Source extract
BEGIN

On Mon, Nov 24, 2025 at 11:32 AM Yosry Ahmed <yosry.ahmed@linux.dev> wrote:
>
> On Mon, Nov 24, 2025 at 12:27:17PM -0500, Johannes Weiner wrote:
> > On Fri, Nov 21, 2025 at 05:52:09PM -0800, Chris Li wrote:
> > > On Fri, Nov 21, 2025 at 3:40 AM Johannes Weiner <hannes@cmpxchg.org> wrote:
> > > >
> > > > On Fri, Nov 21, 2025 at 01:31:43AM -0800, Chris Li wrote:
> > > > > The current zswap requires a backing swapfile. The swap slot used
> > > > > by zswap is not able to be used by the swapfile. That waste swapfile
> > > > > space.
> > > > >
> > > > > The ghost swapfile is a swapfile that only contains the swapfile header
> > > > > for zswap. The swapfile header indicate the size of the swapfile. There
> > > > > is no swap data section in the ghost swapfile, therefore, no waste of
> > > > > swapfile space.  As such, any write to a ghost swapfile will fail. To
> > > > > prevents accidental read or write of ghost swapfile, bdev of
> > > > > swap_info_struct is set to NULL. Ghost swapfile will also set the SSD
> > > > > flag because there is no rotation disk access when using zswap.

END

Given records
BEGIN

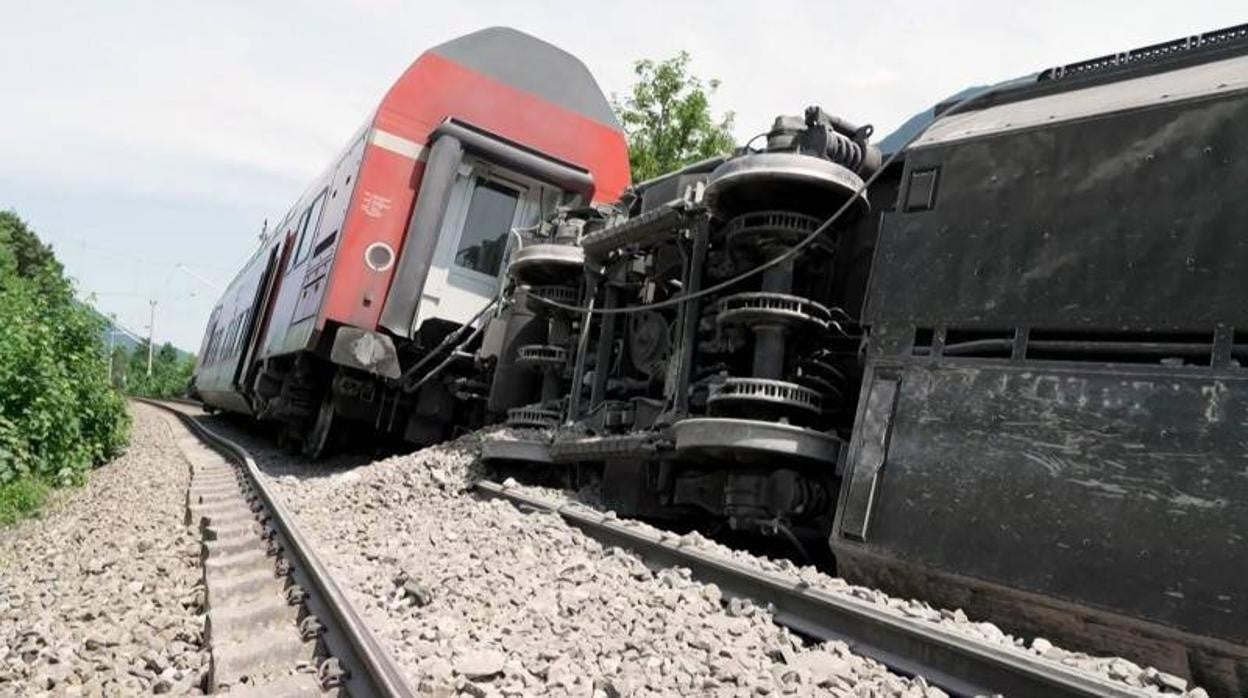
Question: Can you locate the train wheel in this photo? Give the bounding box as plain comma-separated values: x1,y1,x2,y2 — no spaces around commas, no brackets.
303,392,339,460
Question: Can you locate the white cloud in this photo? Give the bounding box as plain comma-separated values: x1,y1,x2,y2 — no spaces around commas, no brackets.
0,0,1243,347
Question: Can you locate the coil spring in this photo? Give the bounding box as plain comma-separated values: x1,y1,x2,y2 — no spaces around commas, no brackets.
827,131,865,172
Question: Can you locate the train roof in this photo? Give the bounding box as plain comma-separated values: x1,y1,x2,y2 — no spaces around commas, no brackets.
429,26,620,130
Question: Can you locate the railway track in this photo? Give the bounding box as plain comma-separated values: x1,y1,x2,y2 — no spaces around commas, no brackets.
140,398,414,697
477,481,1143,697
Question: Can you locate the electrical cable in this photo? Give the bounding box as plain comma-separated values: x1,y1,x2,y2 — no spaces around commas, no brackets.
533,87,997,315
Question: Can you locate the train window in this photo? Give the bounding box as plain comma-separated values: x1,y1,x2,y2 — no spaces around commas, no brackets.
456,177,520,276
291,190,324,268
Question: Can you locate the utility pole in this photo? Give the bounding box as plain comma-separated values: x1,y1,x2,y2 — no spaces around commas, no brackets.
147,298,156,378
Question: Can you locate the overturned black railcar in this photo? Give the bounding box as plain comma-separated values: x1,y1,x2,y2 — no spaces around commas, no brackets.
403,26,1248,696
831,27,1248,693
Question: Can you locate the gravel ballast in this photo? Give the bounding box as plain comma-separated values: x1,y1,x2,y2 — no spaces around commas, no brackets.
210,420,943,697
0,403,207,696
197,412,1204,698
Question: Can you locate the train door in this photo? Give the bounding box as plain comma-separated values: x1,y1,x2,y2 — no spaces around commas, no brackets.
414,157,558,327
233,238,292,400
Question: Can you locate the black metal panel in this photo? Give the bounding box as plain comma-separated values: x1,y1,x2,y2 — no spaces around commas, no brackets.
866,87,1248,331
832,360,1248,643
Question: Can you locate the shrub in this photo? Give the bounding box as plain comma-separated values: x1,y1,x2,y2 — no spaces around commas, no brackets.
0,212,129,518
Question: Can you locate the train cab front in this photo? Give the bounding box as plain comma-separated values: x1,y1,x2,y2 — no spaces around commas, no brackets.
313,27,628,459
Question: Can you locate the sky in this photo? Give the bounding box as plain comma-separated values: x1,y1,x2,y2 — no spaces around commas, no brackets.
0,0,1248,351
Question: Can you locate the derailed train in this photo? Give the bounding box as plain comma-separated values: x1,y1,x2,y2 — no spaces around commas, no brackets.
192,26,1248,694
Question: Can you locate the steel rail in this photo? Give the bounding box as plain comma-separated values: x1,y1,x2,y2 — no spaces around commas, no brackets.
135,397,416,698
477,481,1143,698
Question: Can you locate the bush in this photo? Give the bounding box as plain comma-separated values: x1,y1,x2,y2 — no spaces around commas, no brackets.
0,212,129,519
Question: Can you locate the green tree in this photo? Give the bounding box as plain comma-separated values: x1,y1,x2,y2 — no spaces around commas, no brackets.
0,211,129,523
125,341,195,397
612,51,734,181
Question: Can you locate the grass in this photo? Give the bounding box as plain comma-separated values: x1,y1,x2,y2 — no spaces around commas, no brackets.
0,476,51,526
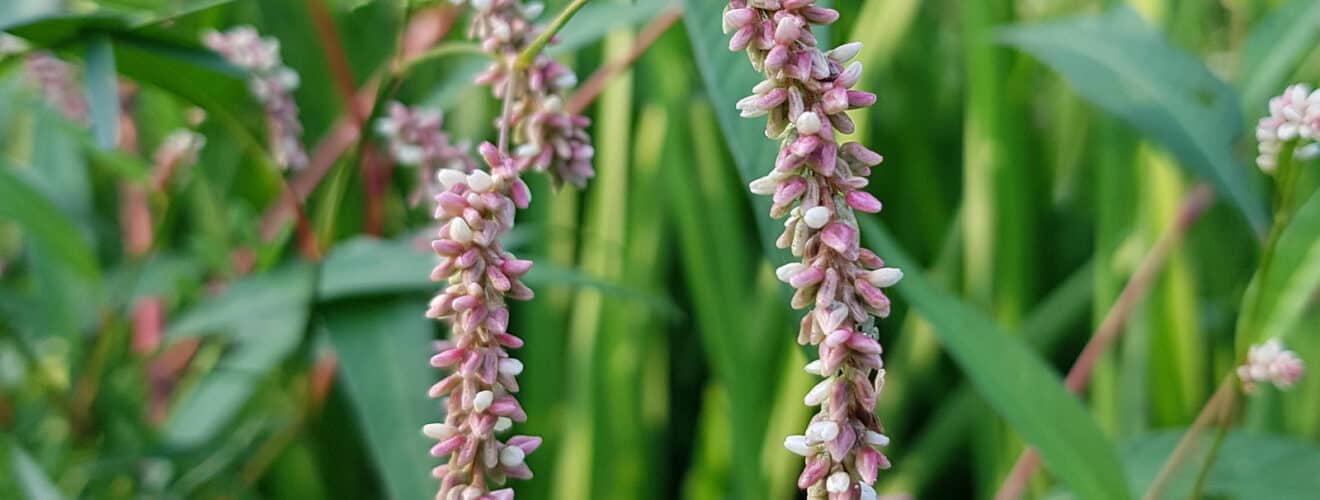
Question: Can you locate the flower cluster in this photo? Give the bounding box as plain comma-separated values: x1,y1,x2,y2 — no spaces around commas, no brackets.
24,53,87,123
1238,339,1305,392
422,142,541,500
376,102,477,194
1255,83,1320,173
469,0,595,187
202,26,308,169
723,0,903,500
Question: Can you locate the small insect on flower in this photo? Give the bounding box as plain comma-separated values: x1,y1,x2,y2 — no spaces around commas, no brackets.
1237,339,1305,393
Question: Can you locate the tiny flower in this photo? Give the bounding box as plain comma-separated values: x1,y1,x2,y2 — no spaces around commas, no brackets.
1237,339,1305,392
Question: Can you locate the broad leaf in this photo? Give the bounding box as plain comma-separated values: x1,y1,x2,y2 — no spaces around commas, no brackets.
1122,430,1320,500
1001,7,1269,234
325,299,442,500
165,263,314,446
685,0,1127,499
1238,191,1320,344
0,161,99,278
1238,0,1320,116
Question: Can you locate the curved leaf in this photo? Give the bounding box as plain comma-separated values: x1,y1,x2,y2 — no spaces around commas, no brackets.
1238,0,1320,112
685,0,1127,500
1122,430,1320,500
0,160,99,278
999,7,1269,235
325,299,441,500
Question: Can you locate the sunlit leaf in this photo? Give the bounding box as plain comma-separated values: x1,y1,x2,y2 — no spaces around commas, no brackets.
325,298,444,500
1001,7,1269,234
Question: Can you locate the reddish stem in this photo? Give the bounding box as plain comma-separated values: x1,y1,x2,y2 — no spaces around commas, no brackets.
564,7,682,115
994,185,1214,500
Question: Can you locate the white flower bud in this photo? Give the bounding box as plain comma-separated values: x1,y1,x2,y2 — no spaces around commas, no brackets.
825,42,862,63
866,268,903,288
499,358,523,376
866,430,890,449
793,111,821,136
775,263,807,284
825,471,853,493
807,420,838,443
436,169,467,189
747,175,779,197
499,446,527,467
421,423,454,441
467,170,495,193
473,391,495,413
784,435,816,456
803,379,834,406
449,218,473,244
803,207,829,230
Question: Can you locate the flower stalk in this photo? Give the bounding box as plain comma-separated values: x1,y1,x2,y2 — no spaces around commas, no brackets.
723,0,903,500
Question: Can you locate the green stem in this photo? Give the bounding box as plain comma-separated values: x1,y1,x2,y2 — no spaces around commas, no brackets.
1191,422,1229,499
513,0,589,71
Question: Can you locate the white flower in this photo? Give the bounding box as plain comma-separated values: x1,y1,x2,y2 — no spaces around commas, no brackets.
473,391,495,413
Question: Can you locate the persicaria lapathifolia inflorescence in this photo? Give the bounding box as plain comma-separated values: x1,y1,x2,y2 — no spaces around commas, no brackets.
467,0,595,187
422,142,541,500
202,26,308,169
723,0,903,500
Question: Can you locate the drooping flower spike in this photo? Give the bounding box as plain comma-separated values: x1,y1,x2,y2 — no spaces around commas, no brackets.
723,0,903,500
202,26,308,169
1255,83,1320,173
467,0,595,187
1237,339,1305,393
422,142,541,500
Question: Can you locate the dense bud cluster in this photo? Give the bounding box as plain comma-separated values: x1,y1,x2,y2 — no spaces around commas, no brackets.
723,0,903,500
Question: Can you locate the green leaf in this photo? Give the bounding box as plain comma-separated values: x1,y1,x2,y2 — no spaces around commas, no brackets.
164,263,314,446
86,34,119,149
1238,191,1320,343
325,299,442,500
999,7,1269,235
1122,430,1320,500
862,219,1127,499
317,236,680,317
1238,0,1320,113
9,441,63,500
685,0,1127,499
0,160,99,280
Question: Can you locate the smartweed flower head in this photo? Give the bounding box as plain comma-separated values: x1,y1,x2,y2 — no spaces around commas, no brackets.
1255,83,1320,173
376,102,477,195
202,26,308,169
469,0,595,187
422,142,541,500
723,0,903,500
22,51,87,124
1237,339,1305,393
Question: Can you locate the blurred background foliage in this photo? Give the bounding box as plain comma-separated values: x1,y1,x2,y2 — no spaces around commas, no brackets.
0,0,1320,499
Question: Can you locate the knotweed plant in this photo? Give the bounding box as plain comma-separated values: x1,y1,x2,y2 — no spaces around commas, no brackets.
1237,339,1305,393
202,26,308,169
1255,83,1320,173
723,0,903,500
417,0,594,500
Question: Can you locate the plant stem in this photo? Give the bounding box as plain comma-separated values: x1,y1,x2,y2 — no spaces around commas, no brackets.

END

Exercise goal
Can you extend the mailing-list text about the ghost swapfile for zswap, starting right after its last sentence? The records are separate material and have no connection to the text.

Answer to the task
> > > >
> > > > Zswap is primarily a compressed cache for real swap on secondary
> > > > storage. It's indeed quite important that entries currently in zswap
> > > > don't occupy disk slots; but for a solution to this to be acceptable,
> > > > it has to work with the primary usecase and support disk writeback.
> > >
> > > Well, my plan is to support the writeback via swap.tiers.
> >
> > Do you have a link to that proposal?
> >
> > My understanding of swap tiers was about grouping different swapfiles
> > and assigning them to cgroups. The issue with writeback is relocating
> > the data that a swp_entry_t page table refers to - without having to
> > find and update all the possible page tables. I'm not sure how
> > swap.tiers solve this problem.
> >
> > > > This direction is a dead-end. Please take a look at Nhat's swap
> > > > virtualization patches. They decouple zswap from disk geometry, while
> > > > still supporting writeback to an actual backend file.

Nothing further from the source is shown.